◆ Tasks to perform:
**1.** Return, word for word, the part of the EV dispatch text that runs between "FIG. 15 provides" and "to be used.", inclusive.
**2.** In the listing, retype the lines between the line holding "Task: place one keypoint on every instance of the yellow" and the line holding "Task: place one keypoint on every instance of the low-growing", inclusive, and nothing else. Leave out the pictures.

◆ Extracted text:
In response to the request at Step S113, the information sending module 224 sends information to the EV on-board device 4 of the EV to be dispatched and the smart device 3 that has sent the request for a ride 403. FIG. 14 provides an example of a notice of dispatch 601 to be sent to the smart device 3. The notice of dispatch 601 includes a passenger ID, an EV number, and a time of arrival. The passenger ID is the ID of the passenger who is requesting for a ride; the EV number is the number of the EV to be dispatched; and the time of arrival is the estimated time of arrival (ETA) when the dispatched EV will arrive at the pickup location. The information sending module 224 acquires information to be included in the notice of dispatch 601 from the matching module 223.

FIG. 15 provides an example of an image 503 of a notice of dispatch to be displayed on the smart device 3 based on the notice of dispatch 601. The smart device 3 can check that the notice of dispatch 601 is the response to the request for a ride sent from this smart device 3 with reference to the passenger ID in the notice of dispatch 601. The image 503 of a notice of dispatch includes the number and the ETA of the EV taxi to be dispatched. The passenger can identify the EV taxi to be used.

◆ Provided data:

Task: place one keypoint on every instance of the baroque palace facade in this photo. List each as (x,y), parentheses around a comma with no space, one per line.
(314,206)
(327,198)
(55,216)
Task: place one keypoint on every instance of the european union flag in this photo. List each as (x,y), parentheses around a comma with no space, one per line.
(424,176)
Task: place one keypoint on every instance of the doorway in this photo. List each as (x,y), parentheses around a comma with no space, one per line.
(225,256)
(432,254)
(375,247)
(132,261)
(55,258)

==

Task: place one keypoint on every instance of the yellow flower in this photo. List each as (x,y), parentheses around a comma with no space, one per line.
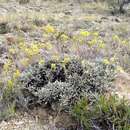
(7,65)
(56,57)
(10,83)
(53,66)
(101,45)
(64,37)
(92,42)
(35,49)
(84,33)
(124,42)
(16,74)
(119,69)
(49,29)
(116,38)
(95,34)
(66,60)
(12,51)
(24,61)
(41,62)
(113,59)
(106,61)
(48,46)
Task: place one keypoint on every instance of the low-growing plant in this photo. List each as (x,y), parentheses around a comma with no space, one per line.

...

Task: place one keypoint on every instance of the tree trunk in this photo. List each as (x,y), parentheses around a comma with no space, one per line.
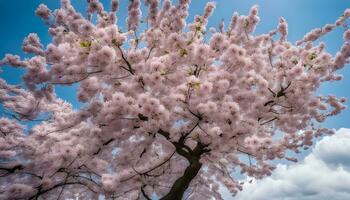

◆ Responses to the exercise:
**1.**
FIG. 15 provides an example of an image 503 of a notice of dispatch to be displayed on the smart device 3 based on the notice of dispatch 601. The smart device 3 can check that the notice of dispatch 601 is the response to the request for a ride sent from this smart device 3 with reference to the passenger ID in the notice of dispatch 601. The image 503 of a notice of dispatch includes the number and the ETA of the EV taxi to be dispatched. The passenger can identify the EV taxi to be used.

**2.**
Task: place one keypoint on every instance of the yellow flower in this photo. List each as (x,y), parentheses around a comma with no space, one per line.
(7,65)
(56,57)
(10,83)
(53,66)
(101,45)
(64,37)
(92,42)
(35,49)
(84,33)
(124,42)
(16,74)
(119,69)
(49,29)
(116,38)
(95,34)
(66,60)
(12,51)
(24,61)
(41,62)
(113,59)
(106,61)
(48,46)
Task: place one keypoint on every instance of the low-growing plant in this photo. List each as (x,y), parentheses around a comma with no space, one per line.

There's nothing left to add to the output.